BEGIN

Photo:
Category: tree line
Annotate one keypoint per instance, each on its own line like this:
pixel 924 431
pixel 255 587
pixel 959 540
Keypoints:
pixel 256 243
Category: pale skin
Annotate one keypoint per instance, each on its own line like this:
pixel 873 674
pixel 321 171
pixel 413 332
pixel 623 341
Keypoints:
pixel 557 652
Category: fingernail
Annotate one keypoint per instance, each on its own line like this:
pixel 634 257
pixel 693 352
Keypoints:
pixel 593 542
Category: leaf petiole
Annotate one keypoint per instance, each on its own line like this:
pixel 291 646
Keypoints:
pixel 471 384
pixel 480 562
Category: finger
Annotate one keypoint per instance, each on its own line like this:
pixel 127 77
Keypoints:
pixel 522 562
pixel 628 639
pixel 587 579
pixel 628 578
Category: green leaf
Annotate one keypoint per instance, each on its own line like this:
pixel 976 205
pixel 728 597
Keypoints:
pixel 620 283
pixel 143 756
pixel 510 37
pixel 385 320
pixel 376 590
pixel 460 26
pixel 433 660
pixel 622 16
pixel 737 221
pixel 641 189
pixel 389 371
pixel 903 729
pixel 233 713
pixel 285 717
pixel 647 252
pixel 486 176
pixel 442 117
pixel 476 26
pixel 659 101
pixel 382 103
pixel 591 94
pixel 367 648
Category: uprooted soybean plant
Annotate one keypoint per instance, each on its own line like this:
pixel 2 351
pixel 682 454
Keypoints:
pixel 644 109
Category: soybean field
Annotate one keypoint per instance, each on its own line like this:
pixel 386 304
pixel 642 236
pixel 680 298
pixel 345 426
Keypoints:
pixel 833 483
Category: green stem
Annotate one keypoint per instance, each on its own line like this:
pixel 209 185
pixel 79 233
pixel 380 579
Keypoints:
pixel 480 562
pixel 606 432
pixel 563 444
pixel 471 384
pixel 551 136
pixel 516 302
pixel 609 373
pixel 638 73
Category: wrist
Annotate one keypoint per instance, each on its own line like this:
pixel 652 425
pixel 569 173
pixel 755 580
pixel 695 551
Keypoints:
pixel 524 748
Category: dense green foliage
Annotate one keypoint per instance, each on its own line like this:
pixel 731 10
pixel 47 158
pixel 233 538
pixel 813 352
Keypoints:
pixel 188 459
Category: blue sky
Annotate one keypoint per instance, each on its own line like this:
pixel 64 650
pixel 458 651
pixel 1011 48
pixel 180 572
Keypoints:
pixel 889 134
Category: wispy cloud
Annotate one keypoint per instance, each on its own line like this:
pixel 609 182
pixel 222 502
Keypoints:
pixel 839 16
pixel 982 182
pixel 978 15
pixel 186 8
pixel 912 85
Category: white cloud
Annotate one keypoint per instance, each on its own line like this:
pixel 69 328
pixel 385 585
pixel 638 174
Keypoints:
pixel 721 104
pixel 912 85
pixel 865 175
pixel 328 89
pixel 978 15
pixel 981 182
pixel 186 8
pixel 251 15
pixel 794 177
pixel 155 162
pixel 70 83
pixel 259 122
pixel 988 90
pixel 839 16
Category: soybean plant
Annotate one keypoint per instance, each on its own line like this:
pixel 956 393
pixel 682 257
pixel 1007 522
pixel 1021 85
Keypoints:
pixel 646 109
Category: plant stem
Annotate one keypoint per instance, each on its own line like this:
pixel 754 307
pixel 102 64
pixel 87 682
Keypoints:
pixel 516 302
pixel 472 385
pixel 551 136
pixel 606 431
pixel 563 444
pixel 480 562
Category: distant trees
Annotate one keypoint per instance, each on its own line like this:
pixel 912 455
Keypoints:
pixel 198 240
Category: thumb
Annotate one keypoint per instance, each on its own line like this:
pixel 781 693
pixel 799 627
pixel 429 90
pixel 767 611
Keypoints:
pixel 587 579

END

Look through the data above and return exactly the lines from the one that contains "pixel 755 580" to the one that contains "pixel 180 572", inclusive, with nothing else.

Output for this task:
pixel 755 580
pixel 695 551
Keypoints:
pixel 524 748
Category: dense green foliage
Annotate one keypoint per instance, each on its own line like this:
pixel 731 10
pixel 47 158
pixel 233 538
pixel 813 352
Keypoints:
pixel 188 459
Category: blue sky
Annotate one keypoint per instance, each on its own line like this:
pixel 64 650
pixel 458 651
pixel 1011 48
pixel 180 572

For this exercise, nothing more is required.